_Items listed in a dataset_:
------------------------------------------------
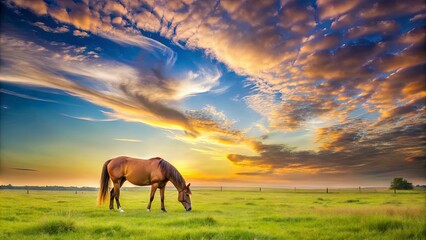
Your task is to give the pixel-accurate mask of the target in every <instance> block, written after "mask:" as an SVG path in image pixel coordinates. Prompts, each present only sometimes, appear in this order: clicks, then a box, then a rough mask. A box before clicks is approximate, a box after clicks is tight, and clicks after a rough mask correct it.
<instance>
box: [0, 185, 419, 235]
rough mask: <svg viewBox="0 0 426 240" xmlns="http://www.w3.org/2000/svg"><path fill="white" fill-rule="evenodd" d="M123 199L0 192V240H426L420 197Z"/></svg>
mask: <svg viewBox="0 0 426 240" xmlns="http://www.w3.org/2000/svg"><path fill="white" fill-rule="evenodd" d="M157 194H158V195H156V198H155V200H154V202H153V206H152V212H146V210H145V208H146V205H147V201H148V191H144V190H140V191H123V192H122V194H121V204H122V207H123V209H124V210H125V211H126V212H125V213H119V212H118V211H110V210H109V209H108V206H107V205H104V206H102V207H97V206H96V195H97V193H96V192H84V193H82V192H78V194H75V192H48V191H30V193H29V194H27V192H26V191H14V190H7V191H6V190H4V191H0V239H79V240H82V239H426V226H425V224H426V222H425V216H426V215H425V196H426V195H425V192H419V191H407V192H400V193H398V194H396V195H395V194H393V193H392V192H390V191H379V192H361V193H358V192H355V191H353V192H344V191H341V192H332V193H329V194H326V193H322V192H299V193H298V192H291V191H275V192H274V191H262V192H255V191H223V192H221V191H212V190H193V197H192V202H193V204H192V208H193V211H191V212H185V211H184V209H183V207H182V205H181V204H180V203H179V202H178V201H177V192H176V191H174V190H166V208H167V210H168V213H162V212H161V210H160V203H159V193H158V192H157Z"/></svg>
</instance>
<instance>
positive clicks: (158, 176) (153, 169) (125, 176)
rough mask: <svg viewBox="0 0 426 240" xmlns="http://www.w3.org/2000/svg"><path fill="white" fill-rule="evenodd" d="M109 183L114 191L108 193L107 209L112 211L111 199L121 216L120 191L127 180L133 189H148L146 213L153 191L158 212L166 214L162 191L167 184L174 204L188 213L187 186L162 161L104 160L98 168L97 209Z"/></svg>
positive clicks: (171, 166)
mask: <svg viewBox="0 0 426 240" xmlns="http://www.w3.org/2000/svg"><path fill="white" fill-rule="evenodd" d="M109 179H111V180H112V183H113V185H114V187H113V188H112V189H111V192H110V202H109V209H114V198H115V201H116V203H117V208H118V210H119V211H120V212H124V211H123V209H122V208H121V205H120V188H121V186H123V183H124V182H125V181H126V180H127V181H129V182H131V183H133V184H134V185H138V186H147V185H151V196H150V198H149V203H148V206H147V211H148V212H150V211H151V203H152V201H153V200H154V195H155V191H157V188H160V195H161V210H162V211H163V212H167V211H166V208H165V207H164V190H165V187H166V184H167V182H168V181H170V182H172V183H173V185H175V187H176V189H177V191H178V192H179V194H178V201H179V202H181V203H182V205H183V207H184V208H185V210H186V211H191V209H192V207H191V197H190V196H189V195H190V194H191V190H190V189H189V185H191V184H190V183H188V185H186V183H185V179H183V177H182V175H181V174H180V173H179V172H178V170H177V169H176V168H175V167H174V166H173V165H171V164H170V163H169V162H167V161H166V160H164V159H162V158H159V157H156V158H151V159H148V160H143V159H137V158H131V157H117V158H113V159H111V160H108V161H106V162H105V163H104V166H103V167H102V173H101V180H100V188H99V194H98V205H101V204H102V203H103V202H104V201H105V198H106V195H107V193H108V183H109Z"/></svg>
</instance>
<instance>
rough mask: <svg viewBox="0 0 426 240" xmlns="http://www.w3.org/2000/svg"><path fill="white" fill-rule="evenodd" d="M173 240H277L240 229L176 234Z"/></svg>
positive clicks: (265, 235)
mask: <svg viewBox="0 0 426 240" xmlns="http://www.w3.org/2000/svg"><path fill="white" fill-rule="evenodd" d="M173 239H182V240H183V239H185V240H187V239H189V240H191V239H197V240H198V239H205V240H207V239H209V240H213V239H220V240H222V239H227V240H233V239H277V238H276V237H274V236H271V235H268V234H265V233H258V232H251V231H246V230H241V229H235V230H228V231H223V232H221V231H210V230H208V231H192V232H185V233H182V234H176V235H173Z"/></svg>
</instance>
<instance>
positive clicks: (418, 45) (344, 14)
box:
------------------------------------------------
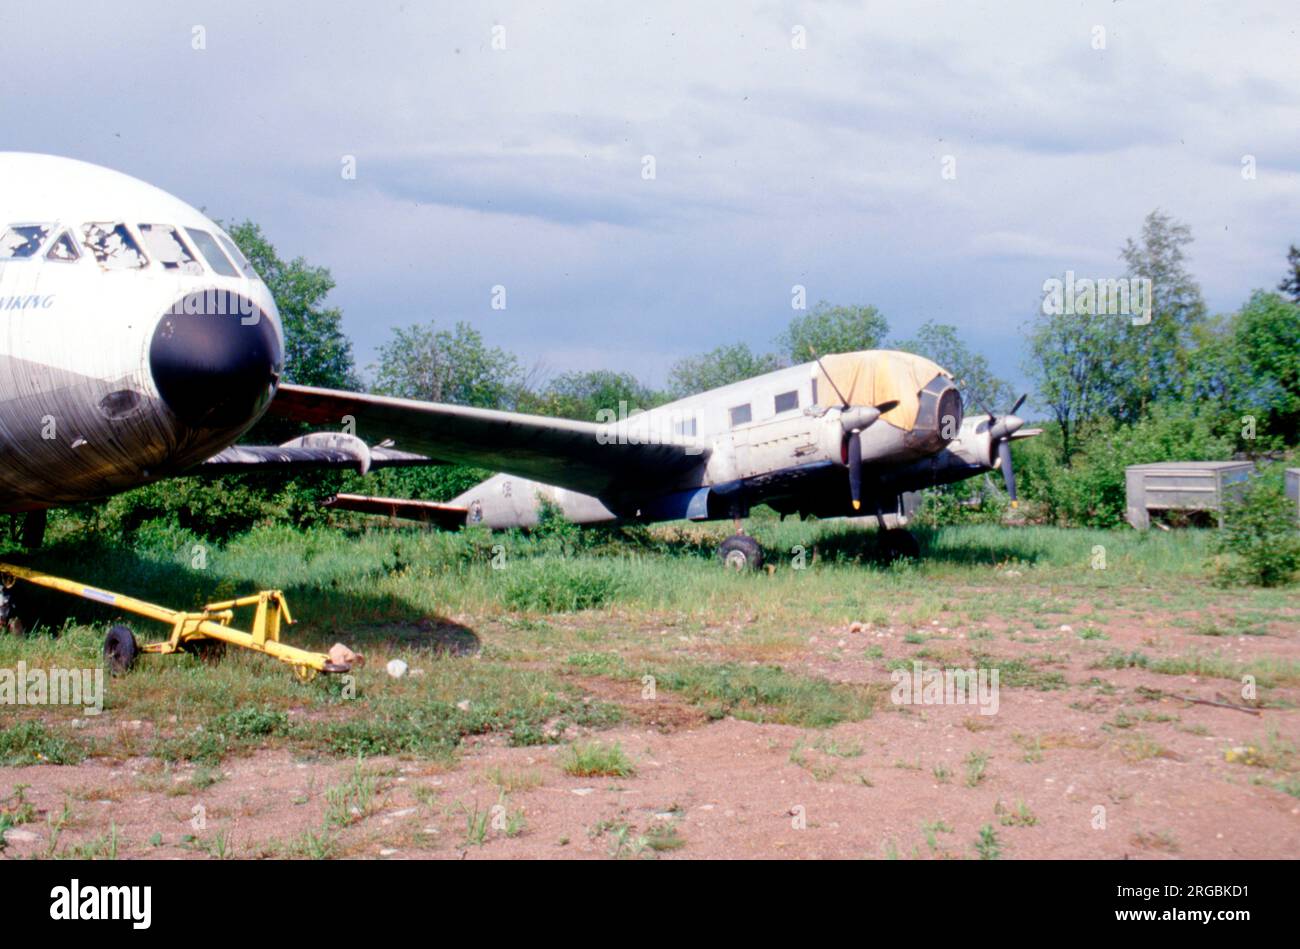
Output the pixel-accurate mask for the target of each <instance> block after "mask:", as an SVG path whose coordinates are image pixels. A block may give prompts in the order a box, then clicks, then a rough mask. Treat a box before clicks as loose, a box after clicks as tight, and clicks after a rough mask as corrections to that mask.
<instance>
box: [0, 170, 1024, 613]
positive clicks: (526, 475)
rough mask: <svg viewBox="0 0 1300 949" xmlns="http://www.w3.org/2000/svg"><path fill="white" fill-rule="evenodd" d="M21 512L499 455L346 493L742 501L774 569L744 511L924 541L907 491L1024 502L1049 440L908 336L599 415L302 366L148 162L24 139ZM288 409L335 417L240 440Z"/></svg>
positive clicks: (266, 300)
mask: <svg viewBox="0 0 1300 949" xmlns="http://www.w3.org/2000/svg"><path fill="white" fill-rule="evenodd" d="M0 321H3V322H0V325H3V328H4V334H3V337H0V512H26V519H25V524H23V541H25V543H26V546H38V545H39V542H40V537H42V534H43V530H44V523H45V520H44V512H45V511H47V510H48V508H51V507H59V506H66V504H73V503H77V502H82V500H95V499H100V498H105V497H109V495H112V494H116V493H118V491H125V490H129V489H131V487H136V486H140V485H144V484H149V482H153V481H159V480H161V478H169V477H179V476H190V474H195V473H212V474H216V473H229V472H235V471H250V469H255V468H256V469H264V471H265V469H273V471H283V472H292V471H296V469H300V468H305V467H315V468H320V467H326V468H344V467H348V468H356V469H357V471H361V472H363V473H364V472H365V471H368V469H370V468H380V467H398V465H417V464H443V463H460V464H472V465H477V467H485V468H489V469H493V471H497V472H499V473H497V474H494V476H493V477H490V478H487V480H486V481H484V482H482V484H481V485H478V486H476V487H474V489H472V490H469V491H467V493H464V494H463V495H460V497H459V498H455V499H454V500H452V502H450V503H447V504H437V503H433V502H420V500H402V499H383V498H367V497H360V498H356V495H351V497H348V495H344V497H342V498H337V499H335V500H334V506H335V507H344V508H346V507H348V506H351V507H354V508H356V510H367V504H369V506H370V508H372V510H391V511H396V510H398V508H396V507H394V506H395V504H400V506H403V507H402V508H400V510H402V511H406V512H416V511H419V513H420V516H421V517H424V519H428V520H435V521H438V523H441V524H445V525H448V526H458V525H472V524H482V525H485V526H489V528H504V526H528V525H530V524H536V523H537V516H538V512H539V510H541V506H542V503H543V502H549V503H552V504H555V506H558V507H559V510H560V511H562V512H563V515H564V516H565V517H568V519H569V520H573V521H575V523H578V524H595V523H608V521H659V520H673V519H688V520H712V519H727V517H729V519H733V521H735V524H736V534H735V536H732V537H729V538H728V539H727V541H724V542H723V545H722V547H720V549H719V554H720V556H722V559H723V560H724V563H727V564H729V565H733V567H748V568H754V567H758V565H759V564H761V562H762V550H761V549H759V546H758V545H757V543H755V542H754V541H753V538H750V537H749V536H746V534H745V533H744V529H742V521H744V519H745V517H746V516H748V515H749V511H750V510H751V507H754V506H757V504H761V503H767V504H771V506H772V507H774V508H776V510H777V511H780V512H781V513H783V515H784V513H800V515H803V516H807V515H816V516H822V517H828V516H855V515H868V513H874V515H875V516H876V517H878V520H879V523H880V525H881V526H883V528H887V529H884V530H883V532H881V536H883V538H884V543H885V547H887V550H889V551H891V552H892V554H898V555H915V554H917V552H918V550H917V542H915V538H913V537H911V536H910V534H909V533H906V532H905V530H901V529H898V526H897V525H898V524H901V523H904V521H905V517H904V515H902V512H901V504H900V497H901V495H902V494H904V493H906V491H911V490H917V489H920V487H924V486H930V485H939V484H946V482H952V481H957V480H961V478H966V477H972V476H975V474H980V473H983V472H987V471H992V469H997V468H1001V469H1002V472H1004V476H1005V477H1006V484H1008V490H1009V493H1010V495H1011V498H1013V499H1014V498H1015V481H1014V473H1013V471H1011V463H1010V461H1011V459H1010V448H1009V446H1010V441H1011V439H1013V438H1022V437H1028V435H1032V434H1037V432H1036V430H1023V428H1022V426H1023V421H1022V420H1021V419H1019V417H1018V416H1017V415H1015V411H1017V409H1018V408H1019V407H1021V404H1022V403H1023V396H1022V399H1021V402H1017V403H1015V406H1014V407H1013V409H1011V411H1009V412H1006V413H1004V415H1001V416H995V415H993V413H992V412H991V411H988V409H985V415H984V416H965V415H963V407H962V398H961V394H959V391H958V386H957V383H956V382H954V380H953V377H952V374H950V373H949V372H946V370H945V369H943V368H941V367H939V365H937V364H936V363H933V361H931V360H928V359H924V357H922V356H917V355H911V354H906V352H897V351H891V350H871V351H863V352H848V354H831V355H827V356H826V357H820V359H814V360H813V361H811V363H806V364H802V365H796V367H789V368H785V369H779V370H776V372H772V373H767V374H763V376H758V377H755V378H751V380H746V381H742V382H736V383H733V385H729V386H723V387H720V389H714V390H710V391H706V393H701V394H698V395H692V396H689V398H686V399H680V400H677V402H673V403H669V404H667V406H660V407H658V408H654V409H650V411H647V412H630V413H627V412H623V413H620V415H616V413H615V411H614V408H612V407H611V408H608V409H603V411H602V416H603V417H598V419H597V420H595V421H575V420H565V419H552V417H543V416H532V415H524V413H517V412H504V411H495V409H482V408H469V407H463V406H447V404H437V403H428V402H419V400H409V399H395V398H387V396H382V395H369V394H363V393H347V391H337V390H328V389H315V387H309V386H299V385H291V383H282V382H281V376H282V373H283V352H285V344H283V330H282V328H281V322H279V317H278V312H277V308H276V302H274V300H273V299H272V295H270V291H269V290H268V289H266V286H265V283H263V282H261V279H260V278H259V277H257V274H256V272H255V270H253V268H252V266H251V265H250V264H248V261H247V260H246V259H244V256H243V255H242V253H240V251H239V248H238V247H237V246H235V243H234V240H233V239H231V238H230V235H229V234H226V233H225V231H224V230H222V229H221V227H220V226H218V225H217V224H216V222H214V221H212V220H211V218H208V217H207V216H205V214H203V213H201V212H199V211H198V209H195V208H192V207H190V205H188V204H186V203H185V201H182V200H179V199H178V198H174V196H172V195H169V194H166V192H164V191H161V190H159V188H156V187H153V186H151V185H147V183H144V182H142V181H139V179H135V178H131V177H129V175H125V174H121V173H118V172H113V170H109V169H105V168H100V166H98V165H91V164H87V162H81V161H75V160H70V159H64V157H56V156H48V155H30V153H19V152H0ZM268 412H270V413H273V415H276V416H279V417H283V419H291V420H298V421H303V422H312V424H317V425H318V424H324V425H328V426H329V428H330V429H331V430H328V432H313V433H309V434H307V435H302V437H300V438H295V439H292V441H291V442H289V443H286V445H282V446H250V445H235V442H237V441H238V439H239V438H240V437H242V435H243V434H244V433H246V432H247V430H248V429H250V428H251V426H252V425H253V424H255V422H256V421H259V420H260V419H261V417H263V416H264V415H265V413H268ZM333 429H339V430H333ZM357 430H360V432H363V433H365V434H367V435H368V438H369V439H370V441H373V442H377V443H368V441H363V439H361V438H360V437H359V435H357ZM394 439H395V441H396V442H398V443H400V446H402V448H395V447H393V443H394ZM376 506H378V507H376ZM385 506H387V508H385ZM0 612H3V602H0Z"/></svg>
------------------------------------------------
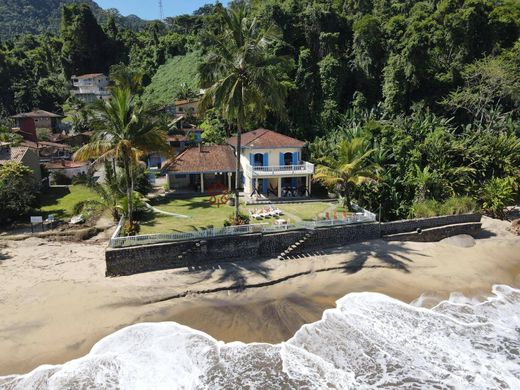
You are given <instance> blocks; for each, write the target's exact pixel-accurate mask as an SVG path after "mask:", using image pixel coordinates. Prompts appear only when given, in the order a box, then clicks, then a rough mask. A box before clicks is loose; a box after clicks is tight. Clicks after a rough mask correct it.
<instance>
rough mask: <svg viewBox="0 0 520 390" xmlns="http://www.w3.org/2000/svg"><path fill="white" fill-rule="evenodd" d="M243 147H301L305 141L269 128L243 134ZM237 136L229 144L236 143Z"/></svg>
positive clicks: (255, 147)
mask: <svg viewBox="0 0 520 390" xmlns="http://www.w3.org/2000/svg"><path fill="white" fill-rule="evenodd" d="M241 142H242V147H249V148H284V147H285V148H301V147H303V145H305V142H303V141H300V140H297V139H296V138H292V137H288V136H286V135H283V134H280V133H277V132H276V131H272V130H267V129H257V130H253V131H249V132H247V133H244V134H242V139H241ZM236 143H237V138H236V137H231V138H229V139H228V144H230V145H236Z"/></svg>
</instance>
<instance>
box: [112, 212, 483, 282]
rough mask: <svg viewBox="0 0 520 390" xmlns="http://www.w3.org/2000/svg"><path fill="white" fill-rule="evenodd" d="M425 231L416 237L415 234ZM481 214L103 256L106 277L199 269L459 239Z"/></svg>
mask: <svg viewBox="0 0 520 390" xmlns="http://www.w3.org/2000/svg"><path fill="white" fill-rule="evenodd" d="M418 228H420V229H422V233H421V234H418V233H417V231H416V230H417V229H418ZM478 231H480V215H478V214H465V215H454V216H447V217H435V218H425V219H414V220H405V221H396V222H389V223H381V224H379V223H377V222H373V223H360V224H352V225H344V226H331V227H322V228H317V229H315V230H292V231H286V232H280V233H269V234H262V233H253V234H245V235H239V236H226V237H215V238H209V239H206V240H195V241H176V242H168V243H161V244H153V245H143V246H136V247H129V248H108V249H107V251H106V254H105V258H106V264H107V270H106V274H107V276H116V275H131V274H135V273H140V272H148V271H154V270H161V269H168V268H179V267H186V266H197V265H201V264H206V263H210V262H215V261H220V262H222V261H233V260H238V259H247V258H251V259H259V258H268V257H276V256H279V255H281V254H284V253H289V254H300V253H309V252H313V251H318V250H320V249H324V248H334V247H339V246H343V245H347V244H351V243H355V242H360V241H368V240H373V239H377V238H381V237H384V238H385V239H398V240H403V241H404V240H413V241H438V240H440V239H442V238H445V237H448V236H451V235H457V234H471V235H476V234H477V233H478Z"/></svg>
------------------------------------------------
_Work instructions_:
Identify every line of the records above that contains the string "positive", and copy each such line in full. Case counts.

_Exercise output_:
positive clicks: (158, 176) (153, 169) (125, 176)
positive clicks: (171, 166)
positive clicks: (265, 235)
positive clicks: (418, 45) (344, 14)
positive clicks: (526, 475)
positive clicks: (266, 300)
positive clicks: (255, 147)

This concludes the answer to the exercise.